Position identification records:
_ _ _

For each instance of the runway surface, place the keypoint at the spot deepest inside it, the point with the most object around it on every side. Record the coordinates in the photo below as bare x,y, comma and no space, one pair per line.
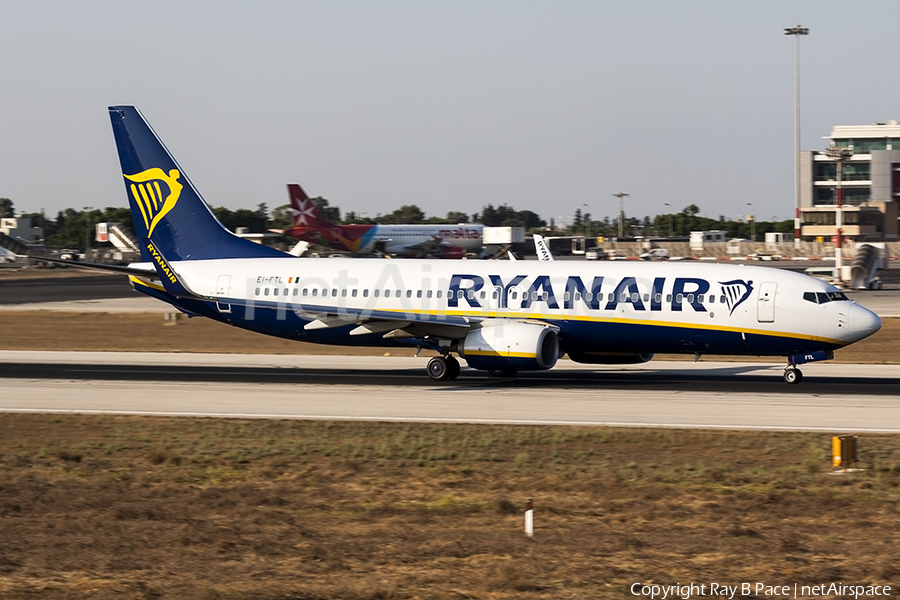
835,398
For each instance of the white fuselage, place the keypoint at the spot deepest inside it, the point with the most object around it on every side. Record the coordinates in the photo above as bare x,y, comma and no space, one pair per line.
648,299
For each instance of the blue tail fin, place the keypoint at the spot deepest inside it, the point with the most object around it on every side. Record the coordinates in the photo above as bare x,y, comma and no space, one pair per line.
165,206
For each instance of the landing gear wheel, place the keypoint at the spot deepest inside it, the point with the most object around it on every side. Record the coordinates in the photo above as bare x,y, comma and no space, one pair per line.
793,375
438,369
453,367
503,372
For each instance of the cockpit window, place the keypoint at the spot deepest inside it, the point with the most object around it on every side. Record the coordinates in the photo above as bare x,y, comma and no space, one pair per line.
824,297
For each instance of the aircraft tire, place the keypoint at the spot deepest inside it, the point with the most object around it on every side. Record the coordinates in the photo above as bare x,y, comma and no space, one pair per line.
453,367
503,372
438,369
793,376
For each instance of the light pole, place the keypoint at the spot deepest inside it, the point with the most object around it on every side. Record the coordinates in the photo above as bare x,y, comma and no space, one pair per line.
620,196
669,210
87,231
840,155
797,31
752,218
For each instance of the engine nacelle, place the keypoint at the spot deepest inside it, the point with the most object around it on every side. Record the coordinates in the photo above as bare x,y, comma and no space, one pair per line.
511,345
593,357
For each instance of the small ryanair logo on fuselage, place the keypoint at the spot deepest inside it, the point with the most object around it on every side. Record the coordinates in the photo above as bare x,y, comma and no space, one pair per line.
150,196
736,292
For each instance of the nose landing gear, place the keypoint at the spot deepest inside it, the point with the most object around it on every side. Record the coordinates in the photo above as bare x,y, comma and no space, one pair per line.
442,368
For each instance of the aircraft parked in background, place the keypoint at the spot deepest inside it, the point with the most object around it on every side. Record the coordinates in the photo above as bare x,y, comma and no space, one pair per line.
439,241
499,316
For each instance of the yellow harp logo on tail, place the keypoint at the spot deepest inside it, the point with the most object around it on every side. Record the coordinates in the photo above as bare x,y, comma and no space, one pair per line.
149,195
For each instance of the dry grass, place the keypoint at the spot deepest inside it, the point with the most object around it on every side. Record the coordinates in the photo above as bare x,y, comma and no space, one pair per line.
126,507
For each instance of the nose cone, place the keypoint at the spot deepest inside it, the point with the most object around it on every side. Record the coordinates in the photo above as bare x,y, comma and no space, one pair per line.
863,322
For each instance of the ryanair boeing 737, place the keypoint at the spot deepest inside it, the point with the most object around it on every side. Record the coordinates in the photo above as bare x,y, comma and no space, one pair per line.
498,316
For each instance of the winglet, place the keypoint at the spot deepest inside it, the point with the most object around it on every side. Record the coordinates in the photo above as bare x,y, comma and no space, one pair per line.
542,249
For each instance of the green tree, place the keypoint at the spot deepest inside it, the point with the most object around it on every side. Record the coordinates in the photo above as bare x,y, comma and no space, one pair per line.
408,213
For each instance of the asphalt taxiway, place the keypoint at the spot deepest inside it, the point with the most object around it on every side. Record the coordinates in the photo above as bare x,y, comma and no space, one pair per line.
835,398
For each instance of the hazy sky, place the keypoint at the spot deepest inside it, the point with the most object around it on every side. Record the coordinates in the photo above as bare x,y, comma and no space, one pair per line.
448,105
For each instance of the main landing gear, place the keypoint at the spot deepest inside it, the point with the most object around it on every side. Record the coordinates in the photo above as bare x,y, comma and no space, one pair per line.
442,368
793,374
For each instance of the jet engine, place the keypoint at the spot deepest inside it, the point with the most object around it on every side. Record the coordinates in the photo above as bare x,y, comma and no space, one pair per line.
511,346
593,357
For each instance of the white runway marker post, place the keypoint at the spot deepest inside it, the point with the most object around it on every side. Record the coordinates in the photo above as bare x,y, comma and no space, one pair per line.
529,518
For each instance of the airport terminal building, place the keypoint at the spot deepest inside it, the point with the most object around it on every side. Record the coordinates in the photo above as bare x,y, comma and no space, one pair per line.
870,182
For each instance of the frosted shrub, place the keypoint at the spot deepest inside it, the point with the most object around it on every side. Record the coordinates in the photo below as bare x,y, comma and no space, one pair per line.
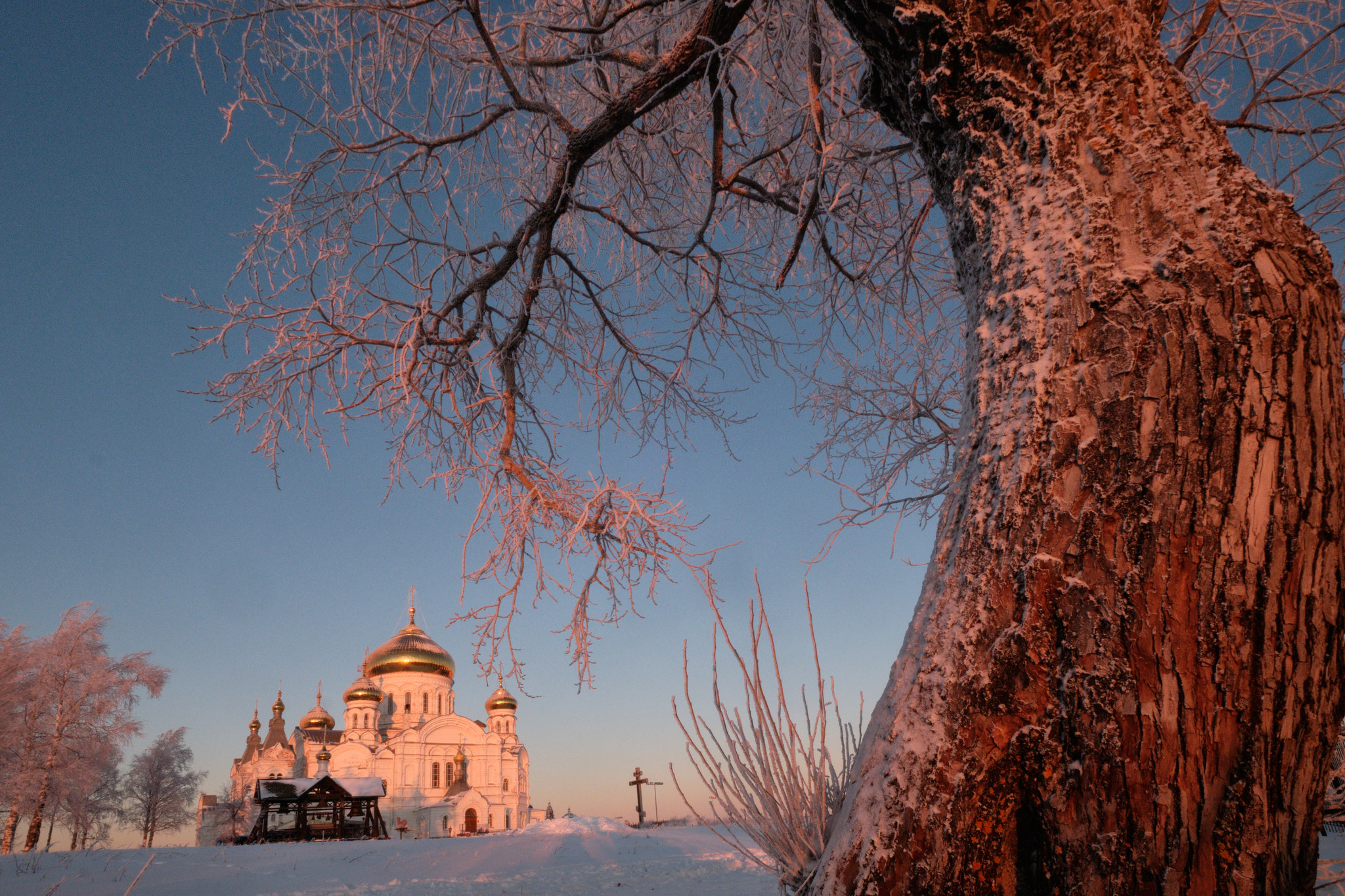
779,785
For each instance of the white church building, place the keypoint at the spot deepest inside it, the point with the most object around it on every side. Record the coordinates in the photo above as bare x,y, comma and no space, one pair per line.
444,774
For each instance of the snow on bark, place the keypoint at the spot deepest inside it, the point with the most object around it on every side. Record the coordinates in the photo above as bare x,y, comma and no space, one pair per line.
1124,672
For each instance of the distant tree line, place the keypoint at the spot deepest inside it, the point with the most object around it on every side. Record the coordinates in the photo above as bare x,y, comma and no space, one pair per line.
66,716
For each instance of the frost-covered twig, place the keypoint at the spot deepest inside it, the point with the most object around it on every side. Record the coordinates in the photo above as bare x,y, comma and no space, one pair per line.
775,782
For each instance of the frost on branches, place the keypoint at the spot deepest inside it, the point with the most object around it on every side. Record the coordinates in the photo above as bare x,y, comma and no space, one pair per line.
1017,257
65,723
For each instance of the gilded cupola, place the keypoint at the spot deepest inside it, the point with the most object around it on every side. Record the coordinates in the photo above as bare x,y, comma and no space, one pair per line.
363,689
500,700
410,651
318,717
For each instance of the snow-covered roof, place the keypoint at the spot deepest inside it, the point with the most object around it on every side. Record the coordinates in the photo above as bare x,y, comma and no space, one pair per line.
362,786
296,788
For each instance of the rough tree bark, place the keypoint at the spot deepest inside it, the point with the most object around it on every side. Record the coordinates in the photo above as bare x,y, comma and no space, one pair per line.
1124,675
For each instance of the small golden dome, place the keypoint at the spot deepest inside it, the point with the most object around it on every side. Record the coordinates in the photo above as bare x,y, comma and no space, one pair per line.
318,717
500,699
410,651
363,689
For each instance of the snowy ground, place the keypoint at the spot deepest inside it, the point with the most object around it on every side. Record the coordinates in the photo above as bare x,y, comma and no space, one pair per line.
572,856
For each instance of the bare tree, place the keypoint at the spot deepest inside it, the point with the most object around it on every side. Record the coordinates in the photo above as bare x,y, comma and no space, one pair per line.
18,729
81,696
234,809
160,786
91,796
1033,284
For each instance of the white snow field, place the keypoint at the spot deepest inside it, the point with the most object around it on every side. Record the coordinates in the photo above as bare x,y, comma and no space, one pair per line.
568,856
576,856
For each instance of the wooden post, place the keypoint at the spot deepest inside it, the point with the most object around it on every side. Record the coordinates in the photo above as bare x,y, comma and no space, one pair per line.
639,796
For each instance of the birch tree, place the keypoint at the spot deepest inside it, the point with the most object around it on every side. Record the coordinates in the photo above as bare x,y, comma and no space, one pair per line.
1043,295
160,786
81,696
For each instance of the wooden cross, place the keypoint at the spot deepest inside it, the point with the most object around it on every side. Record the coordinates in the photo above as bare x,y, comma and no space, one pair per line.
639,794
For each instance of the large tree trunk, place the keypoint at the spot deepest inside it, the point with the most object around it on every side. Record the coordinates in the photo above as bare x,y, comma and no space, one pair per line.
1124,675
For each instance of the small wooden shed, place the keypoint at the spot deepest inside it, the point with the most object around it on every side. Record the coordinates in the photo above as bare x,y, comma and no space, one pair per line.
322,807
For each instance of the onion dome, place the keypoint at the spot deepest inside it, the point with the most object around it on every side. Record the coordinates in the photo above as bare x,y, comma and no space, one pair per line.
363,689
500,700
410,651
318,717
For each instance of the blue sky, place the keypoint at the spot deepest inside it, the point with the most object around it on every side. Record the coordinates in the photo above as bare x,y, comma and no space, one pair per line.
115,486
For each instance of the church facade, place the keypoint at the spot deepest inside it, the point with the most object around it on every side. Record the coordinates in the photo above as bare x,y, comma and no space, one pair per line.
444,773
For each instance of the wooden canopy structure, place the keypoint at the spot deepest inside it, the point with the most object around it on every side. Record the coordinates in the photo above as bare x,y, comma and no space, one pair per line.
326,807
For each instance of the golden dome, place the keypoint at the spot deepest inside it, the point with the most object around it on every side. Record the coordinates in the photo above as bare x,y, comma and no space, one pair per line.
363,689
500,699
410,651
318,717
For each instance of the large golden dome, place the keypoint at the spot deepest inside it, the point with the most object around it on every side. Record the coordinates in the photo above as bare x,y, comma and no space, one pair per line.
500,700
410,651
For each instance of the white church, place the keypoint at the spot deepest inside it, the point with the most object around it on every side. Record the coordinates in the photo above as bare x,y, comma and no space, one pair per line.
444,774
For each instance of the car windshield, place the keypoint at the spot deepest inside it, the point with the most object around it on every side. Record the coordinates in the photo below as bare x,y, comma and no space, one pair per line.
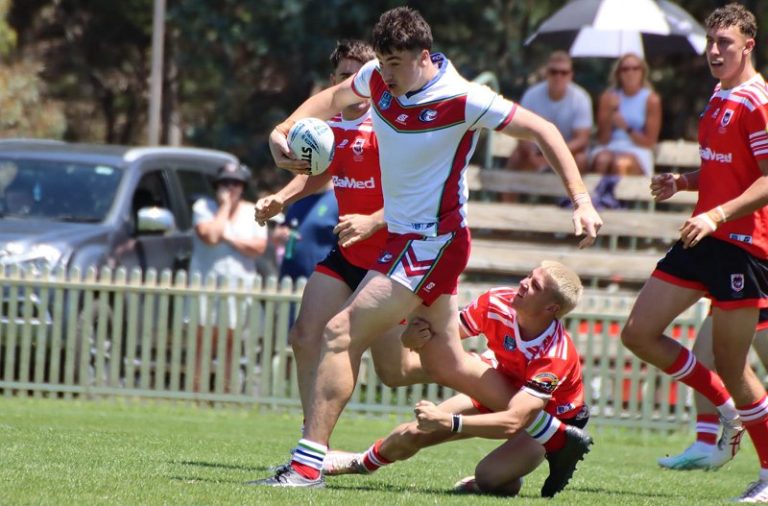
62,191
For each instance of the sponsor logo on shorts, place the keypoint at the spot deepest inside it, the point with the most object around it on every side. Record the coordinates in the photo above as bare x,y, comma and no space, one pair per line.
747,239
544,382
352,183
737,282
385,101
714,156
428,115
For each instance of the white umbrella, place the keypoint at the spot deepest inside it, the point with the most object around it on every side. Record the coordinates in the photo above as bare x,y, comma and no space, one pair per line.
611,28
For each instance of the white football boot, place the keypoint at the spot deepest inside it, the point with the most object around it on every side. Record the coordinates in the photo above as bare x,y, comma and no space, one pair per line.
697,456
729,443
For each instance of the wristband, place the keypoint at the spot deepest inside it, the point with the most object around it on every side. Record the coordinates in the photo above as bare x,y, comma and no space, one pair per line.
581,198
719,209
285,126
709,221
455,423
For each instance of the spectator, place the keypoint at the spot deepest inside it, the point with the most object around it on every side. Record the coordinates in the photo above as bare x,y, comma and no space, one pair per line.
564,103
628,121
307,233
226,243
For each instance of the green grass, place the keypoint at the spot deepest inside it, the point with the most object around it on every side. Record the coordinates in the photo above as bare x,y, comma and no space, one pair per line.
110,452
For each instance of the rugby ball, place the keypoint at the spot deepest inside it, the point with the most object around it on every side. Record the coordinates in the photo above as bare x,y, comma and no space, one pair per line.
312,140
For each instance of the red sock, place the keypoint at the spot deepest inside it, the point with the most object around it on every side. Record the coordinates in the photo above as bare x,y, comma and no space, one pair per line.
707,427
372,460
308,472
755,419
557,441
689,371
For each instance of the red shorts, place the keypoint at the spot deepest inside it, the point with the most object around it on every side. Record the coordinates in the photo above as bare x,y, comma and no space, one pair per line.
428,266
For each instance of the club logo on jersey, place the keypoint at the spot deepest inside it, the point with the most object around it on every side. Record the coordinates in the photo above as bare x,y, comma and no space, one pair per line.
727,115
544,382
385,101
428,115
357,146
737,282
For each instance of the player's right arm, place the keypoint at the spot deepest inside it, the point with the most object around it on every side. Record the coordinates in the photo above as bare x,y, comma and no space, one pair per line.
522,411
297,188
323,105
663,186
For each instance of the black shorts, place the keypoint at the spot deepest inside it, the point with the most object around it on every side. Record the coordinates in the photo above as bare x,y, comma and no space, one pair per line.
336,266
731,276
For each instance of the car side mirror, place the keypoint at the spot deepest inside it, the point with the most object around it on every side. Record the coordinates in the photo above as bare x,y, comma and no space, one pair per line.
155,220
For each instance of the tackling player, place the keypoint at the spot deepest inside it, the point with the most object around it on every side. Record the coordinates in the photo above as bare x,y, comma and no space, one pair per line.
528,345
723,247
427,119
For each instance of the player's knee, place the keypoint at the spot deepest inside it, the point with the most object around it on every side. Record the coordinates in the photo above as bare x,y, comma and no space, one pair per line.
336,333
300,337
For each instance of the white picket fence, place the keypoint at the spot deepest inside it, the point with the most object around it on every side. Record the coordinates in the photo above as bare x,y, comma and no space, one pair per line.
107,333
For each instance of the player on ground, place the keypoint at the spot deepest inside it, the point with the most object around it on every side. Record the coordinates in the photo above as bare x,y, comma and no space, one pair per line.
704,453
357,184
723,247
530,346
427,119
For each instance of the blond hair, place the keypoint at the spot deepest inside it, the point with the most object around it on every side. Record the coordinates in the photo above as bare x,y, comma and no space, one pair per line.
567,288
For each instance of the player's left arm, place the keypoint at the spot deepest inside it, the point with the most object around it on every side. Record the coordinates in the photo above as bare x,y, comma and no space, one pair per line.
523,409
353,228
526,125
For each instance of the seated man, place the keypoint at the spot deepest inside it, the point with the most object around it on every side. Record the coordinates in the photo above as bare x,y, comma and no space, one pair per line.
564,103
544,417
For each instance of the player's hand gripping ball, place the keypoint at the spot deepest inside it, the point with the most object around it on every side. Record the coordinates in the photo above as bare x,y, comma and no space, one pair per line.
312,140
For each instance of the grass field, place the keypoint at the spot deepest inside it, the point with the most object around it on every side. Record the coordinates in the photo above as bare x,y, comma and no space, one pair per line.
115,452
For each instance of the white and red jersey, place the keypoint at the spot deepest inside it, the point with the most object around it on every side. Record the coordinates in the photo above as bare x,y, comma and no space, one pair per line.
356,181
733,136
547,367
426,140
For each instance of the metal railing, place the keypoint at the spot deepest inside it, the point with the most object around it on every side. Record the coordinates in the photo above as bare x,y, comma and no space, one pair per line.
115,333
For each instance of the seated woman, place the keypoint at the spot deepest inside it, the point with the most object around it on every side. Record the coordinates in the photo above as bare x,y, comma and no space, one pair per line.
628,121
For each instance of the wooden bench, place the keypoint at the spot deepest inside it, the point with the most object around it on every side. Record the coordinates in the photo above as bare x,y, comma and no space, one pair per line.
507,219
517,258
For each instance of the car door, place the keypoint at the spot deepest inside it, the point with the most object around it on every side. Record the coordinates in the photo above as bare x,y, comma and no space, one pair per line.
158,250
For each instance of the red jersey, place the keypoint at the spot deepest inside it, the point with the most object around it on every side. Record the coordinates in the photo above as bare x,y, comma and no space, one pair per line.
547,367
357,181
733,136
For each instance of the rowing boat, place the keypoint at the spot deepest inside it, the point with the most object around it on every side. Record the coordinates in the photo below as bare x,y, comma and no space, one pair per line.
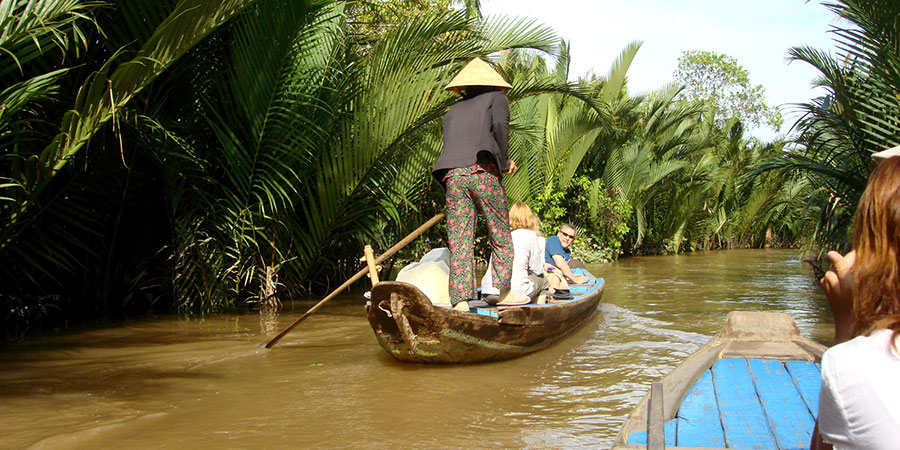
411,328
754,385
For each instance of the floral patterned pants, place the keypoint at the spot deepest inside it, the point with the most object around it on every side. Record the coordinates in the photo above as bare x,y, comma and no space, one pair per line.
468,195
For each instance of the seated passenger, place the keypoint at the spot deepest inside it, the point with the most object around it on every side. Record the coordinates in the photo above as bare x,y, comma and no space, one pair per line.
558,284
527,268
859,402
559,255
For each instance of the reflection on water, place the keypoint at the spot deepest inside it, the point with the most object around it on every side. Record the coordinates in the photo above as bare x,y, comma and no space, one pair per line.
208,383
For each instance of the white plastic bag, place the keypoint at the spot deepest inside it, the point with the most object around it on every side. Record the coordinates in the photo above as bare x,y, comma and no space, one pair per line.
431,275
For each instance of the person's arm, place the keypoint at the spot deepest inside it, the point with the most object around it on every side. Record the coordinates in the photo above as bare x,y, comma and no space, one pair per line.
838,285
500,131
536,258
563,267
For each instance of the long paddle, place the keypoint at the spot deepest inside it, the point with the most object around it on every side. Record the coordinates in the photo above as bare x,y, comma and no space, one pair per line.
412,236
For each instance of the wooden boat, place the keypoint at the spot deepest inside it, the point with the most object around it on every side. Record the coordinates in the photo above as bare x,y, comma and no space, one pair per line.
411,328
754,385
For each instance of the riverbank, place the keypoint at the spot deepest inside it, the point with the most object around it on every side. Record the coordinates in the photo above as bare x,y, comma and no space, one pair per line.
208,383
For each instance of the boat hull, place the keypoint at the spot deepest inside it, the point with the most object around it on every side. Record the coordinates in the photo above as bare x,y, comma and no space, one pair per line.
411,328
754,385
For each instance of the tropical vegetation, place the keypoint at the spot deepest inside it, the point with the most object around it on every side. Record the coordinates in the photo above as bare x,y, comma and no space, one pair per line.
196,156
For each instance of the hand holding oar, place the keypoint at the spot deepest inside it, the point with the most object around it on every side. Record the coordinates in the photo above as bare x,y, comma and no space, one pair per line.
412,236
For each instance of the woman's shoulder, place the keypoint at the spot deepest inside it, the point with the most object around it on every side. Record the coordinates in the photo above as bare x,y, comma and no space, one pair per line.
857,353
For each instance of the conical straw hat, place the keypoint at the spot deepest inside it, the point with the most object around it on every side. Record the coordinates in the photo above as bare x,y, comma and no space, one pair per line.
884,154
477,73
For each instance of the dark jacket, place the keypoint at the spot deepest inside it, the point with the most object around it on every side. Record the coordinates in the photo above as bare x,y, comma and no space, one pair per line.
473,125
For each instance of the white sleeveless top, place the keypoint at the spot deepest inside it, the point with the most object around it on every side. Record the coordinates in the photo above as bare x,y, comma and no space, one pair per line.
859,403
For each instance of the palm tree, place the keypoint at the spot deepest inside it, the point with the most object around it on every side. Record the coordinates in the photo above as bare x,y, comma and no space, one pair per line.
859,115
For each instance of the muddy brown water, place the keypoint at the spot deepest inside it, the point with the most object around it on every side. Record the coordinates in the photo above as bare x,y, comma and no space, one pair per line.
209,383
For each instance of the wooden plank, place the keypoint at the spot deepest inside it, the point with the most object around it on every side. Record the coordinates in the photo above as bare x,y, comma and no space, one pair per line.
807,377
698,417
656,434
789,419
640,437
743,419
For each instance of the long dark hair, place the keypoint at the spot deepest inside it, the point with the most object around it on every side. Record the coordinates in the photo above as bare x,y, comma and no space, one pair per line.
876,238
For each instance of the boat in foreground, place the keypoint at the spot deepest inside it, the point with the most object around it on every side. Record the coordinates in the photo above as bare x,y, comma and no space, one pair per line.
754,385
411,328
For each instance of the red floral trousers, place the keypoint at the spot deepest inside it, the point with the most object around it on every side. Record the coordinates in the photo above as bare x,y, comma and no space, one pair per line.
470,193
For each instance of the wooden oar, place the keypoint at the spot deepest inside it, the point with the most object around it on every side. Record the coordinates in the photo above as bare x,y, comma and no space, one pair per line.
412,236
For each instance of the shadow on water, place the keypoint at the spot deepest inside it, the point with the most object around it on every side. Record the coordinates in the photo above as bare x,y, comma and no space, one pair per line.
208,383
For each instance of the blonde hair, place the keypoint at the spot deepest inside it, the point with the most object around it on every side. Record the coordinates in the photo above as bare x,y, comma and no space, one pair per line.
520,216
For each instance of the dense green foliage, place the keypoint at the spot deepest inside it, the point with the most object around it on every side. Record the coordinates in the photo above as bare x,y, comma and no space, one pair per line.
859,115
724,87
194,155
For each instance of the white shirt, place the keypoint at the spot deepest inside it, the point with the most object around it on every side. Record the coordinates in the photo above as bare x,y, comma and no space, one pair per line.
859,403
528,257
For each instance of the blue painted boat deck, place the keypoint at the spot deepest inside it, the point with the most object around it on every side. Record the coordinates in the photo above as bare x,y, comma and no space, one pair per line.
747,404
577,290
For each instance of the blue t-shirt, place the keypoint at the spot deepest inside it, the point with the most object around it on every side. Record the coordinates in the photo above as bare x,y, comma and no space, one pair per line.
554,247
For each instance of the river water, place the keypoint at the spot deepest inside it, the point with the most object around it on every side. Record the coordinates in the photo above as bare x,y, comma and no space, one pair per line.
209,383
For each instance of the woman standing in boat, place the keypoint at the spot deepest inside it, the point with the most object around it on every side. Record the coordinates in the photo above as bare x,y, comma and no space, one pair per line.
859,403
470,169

_ _ _

● **TASK GOAL**
Begin with the line that contains "For each instance of the blue painted" and set down each line exactly until the records above end, including the final line.

● **CORRECT ANSWER**
For each instance of the blue painted boat deck, place the keypoint at the spot deepest inside it, the point with the most object around it on every side. Record the coordinates in the photo above as bare x,y, comma and no space, one pair per line.
747,404
577,290
For each instance of the blue t-shirt, place the keypoint at the spot deepest inside it, the point with the most object around it on every side. Record the coordinates in the photo above as bare x,y, comma and no space, one pair per line.
554,247
For each instance of the river water, place the keypoint at the spot deepest inside it, the point with the most object around it on every side. Record the coordinates in the photo above as bare x,y, comma and no space, one pair per line.
209,383
For each instance of the woman standing in boat, place the keypoint at the spot deepest inside it, the point with the most object around it on every side. Record the coordinates in the photo above as bare x,y, comma and no space, one pair per line.
859,403
470,169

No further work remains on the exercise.